— start of Supplied information —
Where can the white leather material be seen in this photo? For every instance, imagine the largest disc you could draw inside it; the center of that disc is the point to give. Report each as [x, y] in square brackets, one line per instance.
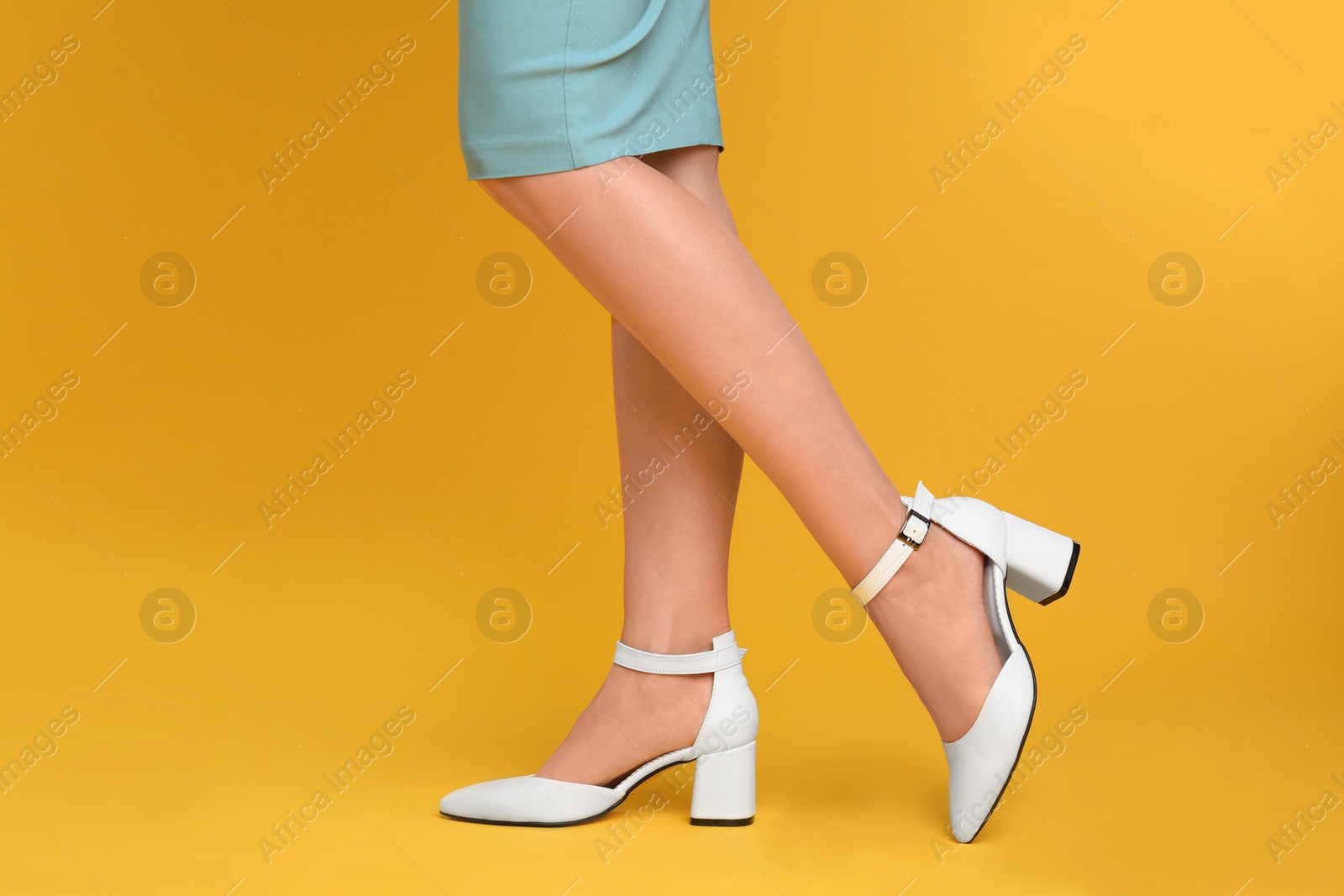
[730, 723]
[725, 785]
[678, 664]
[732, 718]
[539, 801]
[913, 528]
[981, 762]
— end of Supplied information —
— start of Supplied information —
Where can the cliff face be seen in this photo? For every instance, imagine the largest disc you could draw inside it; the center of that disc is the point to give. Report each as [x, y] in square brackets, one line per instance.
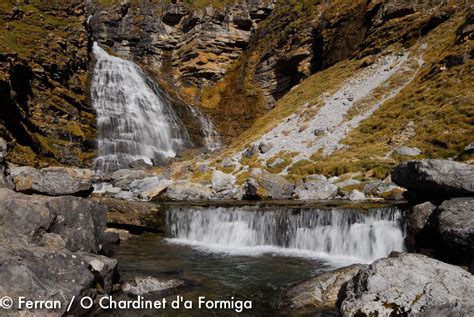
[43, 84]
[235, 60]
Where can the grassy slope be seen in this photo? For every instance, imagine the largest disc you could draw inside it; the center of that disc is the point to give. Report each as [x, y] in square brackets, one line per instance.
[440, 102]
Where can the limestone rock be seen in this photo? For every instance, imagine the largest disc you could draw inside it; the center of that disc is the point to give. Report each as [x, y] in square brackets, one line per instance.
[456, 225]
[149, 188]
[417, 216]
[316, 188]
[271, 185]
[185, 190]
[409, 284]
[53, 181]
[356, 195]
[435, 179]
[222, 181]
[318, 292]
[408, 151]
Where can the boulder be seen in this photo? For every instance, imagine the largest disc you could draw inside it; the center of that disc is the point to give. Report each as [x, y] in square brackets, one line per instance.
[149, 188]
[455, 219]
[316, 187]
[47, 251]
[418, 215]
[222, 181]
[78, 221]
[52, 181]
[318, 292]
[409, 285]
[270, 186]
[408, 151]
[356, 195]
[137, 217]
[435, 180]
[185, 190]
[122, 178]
— end of Supplied information —
— start of Supplied information —
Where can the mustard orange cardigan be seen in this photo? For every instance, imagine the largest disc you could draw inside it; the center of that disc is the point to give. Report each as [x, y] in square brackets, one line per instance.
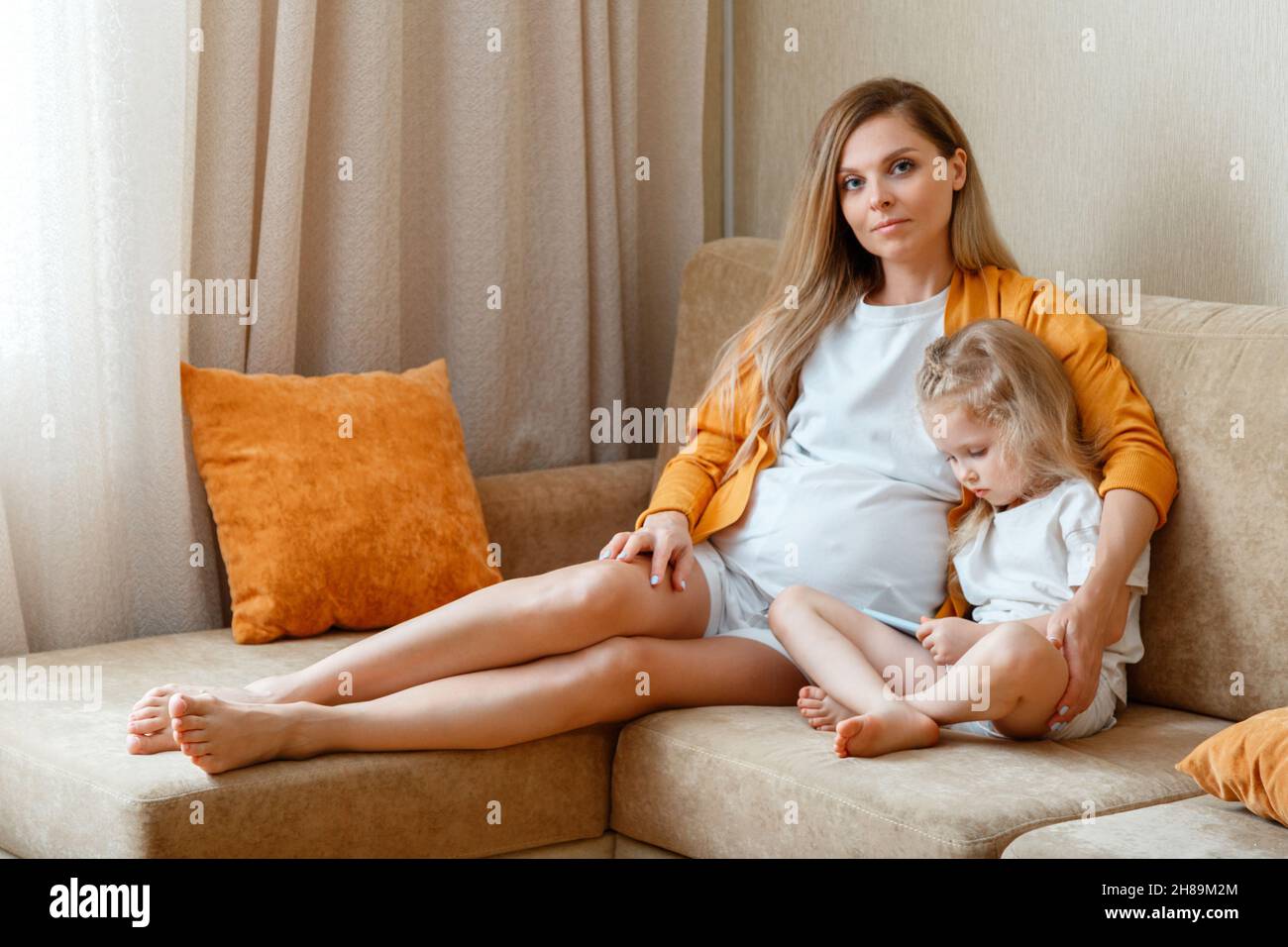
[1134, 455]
— end of Supplied information —
Goal
Please output the material from the line with "Where can the mustard" up to and including the line with "[1134, 455]" as a numbered list, skipping blank lines and leaving out the pictures.

Solution below
1. Where can the mustard orange cardigan be seen in this photo? For every instance, imagine the largest disc you could draw inside it; the center of that disc is the point to give. Report each as [x, y] in square brackets, one line per instance.
2. [1134, 455]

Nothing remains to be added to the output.